----- STORED DATA -----

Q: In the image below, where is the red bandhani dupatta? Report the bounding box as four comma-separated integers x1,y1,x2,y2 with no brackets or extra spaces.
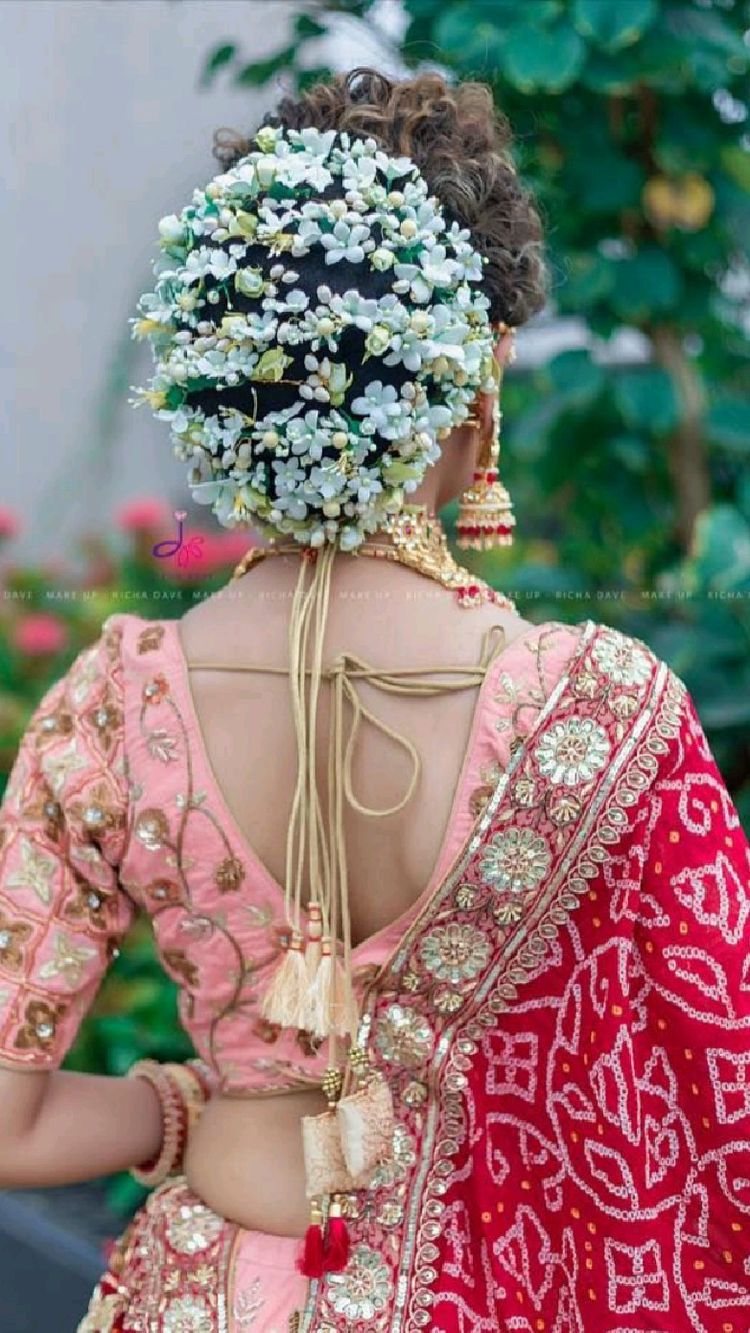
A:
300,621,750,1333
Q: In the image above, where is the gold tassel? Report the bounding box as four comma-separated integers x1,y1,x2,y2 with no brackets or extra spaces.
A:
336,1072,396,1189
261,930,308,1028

-----
----- STORED DATA -----

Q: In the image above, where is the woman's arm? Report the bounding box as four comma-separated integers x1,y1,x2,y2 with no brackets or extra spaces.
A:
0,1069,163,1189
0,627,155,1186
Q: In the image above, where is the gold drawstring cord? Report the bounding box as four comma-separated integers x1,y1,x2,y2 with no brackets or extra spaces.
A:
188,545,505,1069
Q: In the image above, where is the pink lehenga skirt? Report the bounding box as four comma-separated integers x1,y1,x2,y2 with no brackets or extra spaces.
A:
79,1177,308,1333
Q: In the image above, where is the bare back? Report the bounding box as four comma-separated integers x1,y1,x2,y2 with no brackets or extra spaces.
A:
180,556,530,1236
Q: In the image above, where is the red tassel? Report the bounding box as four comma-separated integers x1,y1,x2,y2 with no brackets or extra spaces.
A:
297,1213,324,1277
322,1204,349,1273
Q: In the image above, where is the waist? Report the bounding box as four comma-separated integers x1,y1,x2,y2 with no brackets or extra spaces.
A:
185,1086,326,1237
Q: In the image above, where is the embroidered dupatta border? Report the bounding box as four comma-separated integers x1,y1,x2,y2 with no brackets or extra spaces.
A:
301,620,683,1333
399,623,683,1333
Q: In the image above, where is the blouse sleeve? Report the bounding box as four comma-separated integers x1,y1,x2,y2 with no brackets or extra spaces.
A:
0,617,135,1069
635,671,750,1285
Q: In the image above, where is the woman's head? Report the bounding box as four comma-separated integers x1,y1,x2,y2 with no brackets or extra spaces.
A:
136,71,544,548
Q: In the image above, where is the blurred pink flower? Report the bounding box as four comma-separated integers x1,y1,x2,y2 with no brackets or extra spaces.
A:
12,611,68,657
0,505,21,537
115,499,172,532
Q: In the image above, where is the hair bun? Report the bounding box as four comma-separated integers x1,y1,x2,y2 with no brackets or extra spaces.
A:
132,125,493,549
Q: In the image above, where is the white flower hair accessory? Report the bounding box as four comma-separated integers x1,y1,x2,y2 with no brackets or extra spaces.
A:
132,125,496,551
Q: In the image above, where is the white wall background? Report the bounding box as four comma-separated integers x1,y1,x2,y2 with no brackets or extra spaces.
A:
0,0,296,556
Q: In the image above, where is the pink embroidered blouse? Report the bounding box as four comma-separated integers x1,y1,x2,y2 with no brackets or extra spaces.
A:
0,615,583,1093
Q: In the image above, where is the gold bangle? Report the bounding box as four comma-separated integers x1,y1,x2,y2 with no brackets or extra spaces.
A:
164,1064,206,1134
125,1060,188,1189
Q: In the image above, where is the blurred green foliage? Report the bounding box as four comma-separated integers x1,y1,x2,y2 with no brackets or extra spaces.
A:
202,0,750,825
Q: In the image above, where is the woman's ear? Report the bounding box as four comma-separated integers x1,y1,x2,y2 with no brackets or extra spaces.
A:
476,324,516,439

-----

- WHAT THE TASK REQUIRES -
Can you print everything in the records from the line containing "Q: In the image below, where" down to the line containing "261,930,308,1028", both lines included, with the pictures left out?

- EXERCISE SOLUTION -
Q: In the image below, where is the red bandhani dupatta? Report the bounding box as four comma-separated integers x1,y1,x2,y2 with no brackets or extra spaces.
A:
300,621,750,1333
Q: In the image above, where is the gold tassel? Report the bounding box as four comma-separated integers x1,y1,x2,y2 with no brackets or extra spaces.
A:
336,1072,396,1189
261,930,308,1028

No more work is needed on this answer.